Dataset entries:
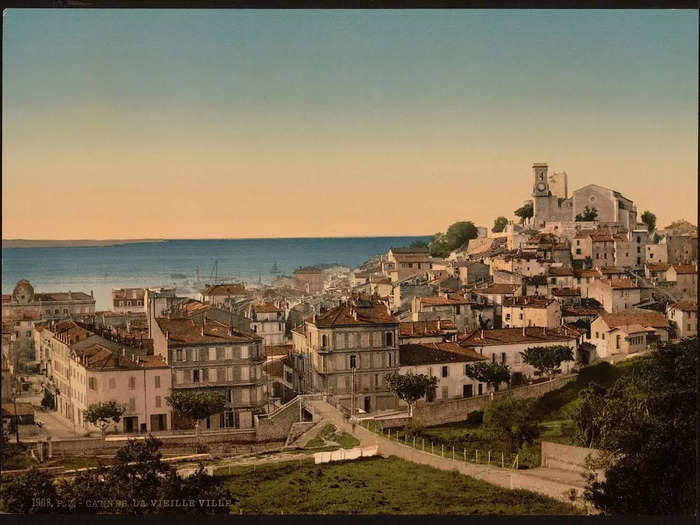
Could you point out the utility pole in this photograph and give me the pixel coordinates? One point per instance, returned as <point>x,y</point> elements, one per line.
<point>353,393</point>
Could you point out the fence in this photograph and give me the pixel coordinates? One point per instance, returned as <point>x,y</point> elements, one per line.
<point>455,410</point>
<point>495,458</point>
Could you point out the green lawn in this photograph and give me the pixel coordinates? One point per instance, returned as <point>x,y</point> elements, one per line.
<point>555,412</point>
<point>329,437</point>
<point>376,486</point>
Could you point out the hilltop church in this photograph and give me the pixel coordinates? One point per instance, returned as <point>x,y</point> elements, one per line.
<point>552,203</point>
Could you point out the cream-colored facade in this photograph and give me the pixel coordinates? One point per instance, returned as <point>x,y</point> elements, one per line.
<point>528,311</point>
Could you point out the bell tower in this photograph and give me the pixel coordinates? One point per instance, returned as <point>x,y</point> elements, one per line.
<point>541,186</point>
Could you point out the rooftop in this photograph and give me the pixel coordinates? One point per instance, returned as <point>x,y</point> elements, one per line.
<point>436,353</point>
<point>512,336</point>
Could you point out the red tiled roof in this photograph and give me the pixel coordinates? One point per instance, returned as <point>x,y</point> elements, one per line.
<point>498,289</point>
<point>189,331</point>
<point>684,269</point>
<point>226,289</point>
<point>644,318</point>
<point>512,336</point>
<point>435,353</point>
<point>266,308</point>
<point>425,328</point>
<point>530,301</point>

Written problem: Rewrite the lines from the line containing "Could you point out the hilltop" up to and including the line containing "<point>541,186</point>", swapping "bell tower" for "belfry" and keeping everything else unchanged. Return only those lines.

Output of the exercise:
Could you point out the hilltop church in this photograph and give me the pixel coordinates? One point per instance, returned as <point>x,y</point> elements, one per line.
<point>552,203</point>
Could you point out the cream-colored facade in this photograph and give me the pixel coordinates? One point per instance, returned as <point>x,y</point> elements, one per line.
<point>528,311</point>
Could you point out the belfry in this photograph and give me the pixel coordinates? One point per instance, returned as <point>x,y</point> elements, one per line.
<point>541,186</point>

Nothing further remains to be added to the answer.